### Task goal:
Switch every "thickest part" in the listing below to "widest part", then give the listing again with nothing else changed.

* * * * * * * * *

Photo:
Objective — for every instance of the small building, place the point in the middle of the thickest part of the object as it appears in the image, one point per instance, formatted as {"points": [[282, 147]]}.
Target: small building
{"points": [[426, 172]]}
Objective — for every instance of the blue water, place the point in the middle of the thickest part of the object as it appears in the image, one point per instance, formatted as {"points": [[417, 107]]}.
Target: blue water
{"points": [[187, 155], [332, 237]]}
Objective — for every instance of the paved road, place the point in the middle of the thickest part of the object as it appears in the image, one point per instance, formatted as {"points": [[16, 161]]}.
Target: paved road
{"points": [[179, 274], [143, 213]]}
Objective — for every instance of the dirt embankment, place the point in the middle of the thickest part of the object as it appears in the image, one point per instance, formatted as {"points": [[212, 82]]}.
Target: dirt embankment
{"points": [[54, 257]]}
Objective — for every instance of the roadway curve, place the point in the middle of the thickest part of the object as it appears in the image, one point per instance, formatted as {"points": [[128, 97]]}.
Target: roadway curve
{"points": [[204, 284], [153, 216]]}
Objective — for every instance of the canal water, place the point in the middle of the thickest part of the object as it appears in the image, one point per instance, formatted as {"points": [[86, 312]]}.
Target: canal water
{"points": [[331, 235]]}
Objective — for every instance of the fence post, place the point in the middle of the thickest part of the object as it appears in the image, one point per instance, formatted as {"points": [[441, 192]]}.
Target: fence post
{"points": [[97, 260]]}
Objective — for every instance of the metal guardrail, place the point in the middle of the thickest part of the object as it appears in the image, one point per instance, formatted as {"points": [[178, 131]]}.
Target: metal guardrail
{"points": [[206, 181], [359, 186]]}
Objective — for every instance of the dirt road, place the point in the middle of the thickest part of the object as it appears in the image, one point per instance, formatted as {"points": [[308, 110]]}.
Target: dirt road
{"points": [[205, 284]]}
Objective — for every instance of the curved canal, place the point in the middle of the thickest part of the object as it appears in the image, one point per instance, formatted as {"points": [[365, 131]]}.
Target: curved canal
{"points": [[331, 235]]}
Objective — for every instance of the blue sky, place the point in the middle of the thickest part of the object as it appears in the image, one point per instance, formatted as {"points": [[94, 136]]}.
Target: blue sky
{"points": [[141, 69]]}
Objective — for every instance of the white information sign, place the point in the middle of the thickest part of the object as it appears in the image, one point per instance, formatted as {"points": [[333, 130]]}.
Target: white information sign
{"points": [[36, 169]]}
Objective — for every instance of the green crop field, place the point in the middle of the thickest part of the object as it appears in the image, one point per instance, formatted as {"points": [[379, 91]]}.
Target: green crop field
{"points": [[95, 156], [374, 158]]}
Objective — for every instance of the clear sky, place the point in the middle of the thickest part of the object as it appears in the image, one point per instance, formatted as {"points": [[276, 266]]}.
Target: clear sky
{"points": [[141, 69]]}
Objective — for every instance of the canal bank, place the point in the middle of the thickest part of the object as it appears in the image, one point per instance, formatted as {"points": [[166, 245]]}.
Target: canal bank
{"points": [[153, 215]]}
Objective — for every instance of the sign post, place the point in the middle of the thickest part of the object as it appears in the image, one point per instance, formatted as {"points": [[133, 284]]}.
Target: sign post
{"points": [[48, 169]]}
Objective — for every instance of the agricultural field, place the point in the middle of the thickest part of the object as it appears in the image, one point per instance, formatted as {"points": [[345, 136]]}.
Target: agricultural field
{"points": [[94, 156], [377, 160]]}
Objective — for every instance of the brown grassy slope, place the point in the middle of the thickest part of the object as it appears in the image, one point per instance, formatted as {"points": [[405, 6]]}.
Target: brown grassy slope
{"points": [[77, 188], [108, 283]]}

* * * * * * * * *

### Correct result:
Photo:
Objective — for every instance of the small building, place the point in the middle of the widest part of the object as it appears in the image, one point per instance, formatted as {"points": [[282, 147]]}.
Target: small building
{"points": [[426, 172]]}
Objective — for every instance of the blue water, place the point in the middle of the widest part of the object as it appears in the image, one point per instance, formatted as {"points": [[417, 107]]}.
Target: blue water
{"points": [[187, 155], [332, 237]]}
Objective — for every instance of the paved road, place the point in the middle of the widest part of the object as it appears in the image, one point per instance, formatted as {"points": [[16, 161]]}.
Target: paved road
{"points": [[179, 274], [143, 213]]}
Objective — for every instance of the dirt embankment, place the point in the middle of the widest part of the object as it appears in the image, one point per instance, formatted as {"points": [[212, 82]]}.
Target: dirt embankment
{"points": [[54, 257]]}
Objective — for every instance of the roadway curve, place the point in the middle of the widest part of the object as it appears in the image, one point per instance, formatted as {"points": [[128, 97]]}.
Target: roadway curve
{"points": [[204, 284], [153, 216]]}
Objective — for every instance of the canal water, place the point in the middle of the widest part of the object as it appears in the image, one point per instance, formatted as {"points": [[86, 312]]}.
Target: canal water
{"points": [[331, 235]]}
Objective — for every instance of the fence post, place the point in the middle of the widest part of the object as it appears in the image, one point per instance, formatted as {"points": [[441, 192]]}.
Target: fence post
{"points": [[97, 260]]}
Objective — for every instance of the metal guardrail, place the point in the middle of the widest part of the object as it appears in the image, one point per instance, formatted as {"points": [[178, 131]]}.
Target: metal guardrail
{"points": [[206, 181], [359, 186]]}
Objective — for every instance of the dirt road, place the point in the middle of the widest part of the object as it appears in the image, one point per instance, formatted as {"points": [[308, 110]]}.
Target: dirt road
{"points": [[205, 284]]}
Objective — for every instance of the curved canal, place the point in the middle of the widest part of the object as it appears in the image, one point per instance, formatted as {"points": [[365, 131]]}.
Target: curved canal
{"points": [[331, 235]]}
Objective — for every instance of the blue sky, place the point in the middle of the widest part of the object as it appears in the image, one point per instance, formatted as {"points": [[94, 136]]}.
Target: blue sky
{"points": [[141, 69]]}
Objective — for every instance of the white information sign, place the point in the middle of the widest part of the object as it appears in the image, one point per instance, formatted as {"points": [[333, 130]]}.
Target: white information sign
{"points": [[36, 169]]}
Objective — for every instance of the green crop field, place the point in the middle of the widest part of the object as it appears in the image, one point per instance, formatted as {"points": [[379, 91]]}.
Target: green crop field
{"points": [[95, 156], [374, 158]]}
Objective — for every instance of the clear sky, place the point in the middle of the widest part of the object as it appears in the image, one point per instance, formatted as {"points": [[276, 266]]}.
Target: clear sky
{"points": [[141, 69]]}
Objective — for every instance of the canal bank, place the point in the middle of the widest part of the object as it appears in the image, one point per instance, formatted as {"points": [[166, 245]]}.
Target: canal bank
{"points": [[153, 215]]}
Objective — for every instance of the sign post, place the point in the middle of the widest part of the object as it appears in the image, one point per instance, formatted as {"points": [[133, 284]]}.
Target: sign post
{"points": [[48, 169]]}
Objective — for every instance of the agricultural field, place the point in the middle of the widest part of the object as it appears in the image, one point per instance, formatted as {"points": [[345, 136]]}.
Target: agricultural field
{"points": [[94, 156], [377, 160]]}
Objective — for every instance of the brown grassy slope, place the point in the middle of the widest part of the object as it appears in the image, one point per instance, formatted as {"points": [[405, 6]]}.
Target: brown grassy slope
{"points": [[77, 188], [108, 283]]}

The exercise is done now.